### What is required
Make an exact copy of the records, with the images left out.

(Labeled-object pointing entries)

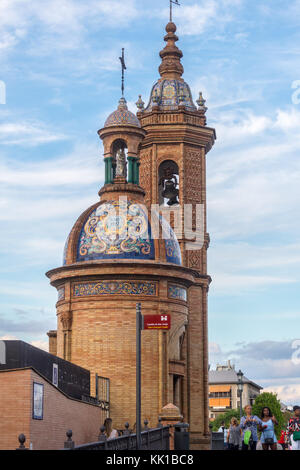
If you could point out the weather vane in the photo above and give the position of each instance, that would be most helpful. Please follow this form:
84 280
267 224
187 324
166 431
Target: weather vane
122 59
175 3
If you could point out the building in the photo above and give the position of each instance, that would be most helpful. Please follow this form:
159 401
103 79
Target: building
223 390
114 257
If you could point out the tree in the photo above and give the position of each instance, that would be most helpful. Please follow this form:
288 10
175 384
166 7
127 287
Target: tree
226 417
271 401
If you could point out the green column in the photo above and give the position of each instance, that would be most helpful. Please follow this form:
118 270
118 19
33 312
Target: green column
106 165
130 169
138 171
109 170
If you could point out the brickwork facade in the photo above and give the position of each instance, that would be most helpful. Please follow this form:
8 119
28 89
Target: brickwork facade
60 414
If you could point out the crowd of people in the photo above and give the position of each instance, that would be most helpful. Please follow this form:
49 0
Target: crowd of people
245 435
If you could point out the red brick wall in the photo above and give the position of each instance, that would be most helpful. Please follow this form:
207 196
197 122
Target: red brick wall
15 407
60 414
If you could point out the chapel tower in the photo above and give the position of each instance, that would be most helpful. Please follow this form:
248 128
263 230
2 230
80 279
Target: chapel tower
114 259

### Task answer
If you could point out the weather vane in the photo above and give the position of each instance, that would be most helpful. Please follow this form:
84 280
267 224
187 324
166 431
Target: weather vane
122 59
175 3
If you could point out the building in the photo above and give the position of each instance, that would be most helpful. Please follow this form:
159 401
103 79
Target: building
223 390
114 257
If you could point out the tree in the photo above and give the position of each instance, that would be most helpful. Please follow this form:
288 10
175 384
166 7
127 287
Target: tree
226 417
271 401
If you could point out the green column in the photo above and give the position of each instance, that would be most helpful. Please follow this form:
118 270
118 19
33 312
Target: green column
106 165
130 169
138 171
109 170
If you could point out the brickwork facade in the photo above and give the position of each instance, that would be most helpful. Please follow this form:
8 119
28 89
Target: brickwork facade
60 414
If you could point out the crowd of people in the photo above and give the position of each instance, that would be most helpful. Please follow this form:
49 0
Target: crowd of people
245 435
If you could point out the red brick wall in the photo above and give the position of each instance, that would be most helpful. Please follow this form:
207 196
197 122
Target: red brick wall
15 407
60 414
If you could point out the chapel tower in the photo above and give the position of each instance, that would be most helpful. Please follow this form:
248 128
263 230
2 230
80 279
Target: chapel tower
114 259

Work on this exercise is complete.